--- start ---
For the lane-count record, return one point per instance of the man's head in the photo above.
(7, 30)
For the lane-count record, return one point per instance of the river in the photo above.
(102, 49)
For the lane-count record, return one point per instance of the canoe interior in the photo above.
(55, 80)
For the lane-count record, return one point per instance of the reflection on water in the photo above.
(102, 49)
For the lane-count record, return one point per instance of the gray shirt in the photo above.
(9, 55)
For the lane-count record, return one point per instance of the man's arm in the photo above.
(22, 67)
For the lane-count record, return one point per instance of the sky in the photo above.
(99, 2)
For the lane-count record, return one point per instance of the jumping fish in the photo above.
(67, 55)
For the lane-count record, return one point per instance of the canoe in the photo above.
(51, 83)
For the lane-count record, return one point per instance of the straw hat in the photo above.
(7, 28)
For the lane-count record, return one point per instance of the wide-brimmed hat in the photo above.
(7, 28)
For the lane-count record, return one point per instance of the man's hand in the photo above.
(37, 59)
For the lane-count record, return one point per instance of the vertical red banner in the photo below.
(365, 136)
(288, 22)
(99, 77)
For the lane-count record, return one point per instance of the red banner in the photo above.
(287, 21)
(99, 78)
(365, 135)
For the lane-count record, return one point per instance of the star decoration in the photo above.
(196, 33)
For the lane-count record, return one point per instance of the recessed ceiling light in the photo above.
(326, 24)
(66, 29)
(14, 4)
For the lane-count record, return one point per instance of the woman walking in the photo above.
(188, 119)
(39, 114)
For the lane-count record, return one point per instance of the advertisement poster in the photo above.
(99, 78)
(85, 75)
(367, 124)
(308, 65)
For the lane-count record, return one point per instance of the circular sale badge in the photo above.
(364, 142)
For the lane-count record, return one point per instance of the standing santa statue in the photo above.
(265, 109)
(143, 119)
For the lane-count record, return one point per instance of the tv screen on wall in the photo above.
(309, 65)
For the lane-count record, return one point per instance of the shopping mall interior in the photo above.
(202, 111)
--- end ---
▶ **Instructions for the task**
Please copy the entries word for word, starting at the line containing "poster in the photo above." and ending at the last of the entries.

▶ **Completed task**
For the lane-count record, return one point per instance of the advertisement poster in the photo above.
(99, 78)
(85, 75)
(367, 124)
(308, 65)
For the lane-count record, return one point per instance of the circular sale badge in the photo above.
(364, 142)
For the lane-count record, return one point per instance of the standing santa statue in the photo above.
(265, 109)
(143, 119)
For the lane-count record, return one point per instance of the tv screen on wall in the photo above.
(309, 65)
For the lane-count record, return one point per instance of the shopping mall interior in the photo above.
(202, 111)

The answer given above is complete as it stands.